◆ DATA FOR REVIEW ◆
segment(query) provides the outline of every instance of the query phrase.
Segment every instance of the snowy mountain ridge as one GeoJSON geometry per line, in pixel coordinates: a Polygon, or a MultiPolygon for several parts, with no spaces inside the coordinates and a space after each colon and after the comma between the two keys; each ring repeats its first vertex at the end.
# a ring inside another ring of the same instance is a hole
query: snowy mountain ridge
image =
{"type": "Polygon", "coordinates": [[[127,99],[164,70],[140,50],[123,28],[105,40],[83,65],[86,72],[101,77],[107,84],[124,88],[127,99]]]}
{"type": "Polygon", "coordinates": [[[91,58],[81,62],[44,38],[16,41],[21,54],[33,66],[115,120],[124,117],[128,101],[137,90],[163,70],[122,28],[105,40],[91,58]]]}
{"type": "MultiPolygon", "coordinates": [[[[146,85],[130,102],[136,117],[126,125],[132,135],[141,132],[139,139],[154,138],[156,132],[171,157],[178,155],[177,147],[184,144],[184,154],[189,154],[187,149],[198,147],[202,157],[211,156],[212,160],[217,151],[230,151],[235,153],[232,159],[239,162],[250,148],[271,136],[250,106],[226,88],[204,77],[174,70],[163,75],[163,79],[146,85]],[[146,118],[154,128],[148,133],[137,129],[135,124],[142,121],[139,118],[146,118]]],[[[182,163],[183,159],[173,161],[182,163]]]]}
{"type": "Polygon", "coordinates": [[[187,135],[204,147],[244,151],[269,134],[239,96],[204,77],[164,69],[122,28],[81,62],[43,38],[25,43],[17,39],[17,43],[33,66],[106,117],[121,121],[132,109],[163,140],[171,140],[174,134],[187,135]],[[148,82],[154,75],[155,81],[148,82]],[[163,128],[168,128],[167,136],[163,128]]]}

◆ TASK TO CARRY OUT ◆
Reply with the lines from the first line of the entries through the line that contains "Segment every instance", repeated exactly with both ends kept, and with nothing else.

◆ RESPONSE BELOW ◆
segment(query) provides the outline of every instance of the query phrase.
Segment every instance of the snowy mountain ridge as one GeoJSON geometry per line, in pixel coordinates: a Polygon, or a MultiPolygon for several parts, with no spaces inside the coordinates and a space after each colon and after the comma between the two keys; each ring repeats its first vertex at the end.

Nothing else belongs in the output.